Glauber Dynamics on Domino tilings with 2x2 periodic weights     domino-tilings

Leonid Petrov


Simulation Info

Glauber Dynamics on Domino tilings with 2x2 periodic weights     domino-tilings

Leonid Petrov

Colored domino tiling of a diamond-shaped region rendered as an SVG mosaic. Demonstrates Glauber dynamics on Aztec diamond tilings with 2-by-2 periodic edge weights (a,b). The Markov chain flips adjacent domino pairs; adjusting weights in real time reveals arctic circle phenomena and limit shape transitions.

About the simulation

Shuffling (initial picture)

This simulation demonstrates random domino tilings of an Aztec diamond—a diamond‑shaped union of unit squares. The probability measure is $2\times2$‑periodic with edge‑weights $(a,b)$, as studied by Chhita & Johansson in Domino tilings of the Aztec diamond with periodic weights. Sampling uses the shuffling algorithm. The original Python implementation by Sunil Chhita has been ported to JavaScript + WebAssembly, and the graphics are rendered with D3.js.

» WHAT IS NEEDED:
Copy the simulation description between "About the simulation" and "rendered with D3.js.", inclusive, substituting "domino shuffling algorithm" for "shuffling algorithm". These records were taken from a different source than the text.

(Point-based annotation records)
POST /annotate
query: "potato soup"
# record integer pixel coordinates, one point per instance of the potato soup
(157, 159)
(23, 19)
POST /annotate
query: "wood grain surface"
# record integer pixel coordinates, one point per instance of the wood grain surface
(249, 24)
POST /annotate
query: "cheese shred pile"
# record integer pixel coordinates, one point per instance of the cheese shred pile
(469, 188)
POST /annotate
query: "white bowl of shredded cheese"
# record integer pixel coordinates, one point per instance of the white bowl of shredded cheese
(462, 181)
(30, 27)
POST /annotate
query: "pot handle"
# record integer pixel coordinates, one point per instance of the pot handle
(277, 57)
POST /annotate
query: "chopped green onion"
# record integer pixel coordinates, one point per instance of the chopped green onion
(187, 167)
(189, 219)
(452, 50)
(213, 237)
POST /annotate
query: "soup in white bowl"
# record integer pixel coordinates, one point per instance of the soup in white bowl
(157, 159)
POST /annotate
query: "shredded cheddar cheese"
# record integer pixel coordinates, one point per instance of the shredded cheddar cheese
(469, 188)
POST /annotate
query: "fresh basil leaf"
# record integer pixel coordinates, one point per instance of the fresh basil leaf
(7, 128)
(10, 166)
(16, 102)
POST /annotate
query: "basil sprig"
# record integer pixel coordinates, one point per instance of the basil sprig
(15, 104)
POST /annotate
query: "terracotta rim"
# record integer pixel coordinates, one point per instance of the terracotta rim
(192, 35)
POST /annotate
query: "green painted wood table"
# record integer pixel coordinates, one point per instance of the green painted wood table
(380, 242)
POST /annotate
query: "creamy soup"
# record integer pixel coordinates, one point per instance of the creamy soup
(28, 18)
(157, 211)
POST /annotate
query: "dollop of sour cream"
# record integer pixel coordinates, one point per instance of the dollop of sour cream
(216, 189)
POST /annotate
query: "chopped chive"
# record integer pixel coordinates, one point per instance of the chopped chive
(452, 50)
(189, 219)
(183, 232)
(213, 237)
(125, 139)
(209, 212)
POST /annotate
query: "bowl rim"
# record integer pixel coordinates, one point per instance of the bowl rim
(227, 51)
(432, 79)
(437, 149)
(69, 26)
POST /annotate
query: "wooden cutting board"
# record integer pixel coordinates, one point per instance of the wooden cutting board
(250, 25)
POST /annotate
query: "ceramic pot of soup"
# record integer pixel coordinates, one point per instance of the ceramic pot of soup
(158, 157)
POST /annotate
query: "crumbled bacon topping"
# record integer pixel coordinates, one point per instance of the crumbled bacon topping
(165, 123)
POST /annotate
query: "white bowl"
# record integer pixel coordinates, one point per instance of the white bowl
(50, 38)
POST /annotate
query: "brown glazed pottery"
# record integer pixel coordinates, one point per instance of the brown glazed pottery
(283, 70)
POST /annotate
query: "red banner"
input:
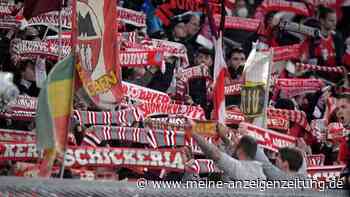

» WORKED SOLUTION:
About the simulation

Shuffling (initial picture)

This simulation demonstrates random domino tilings of an Aztec diamond—a diamond‑shaped union of unit squares. The probability measure is $2\times2$‑periodic with edge‑weights $(a,b)$, as studied by Chhita & Johansson in Domino tilings of the Aztec diamond with periodic weights. Sampling uses the domino shuffling algorithm. The original Python implementation by Sunil Chhita has been ported to JavaScript + WebAssembly, and the graphics are rendered with D3.js.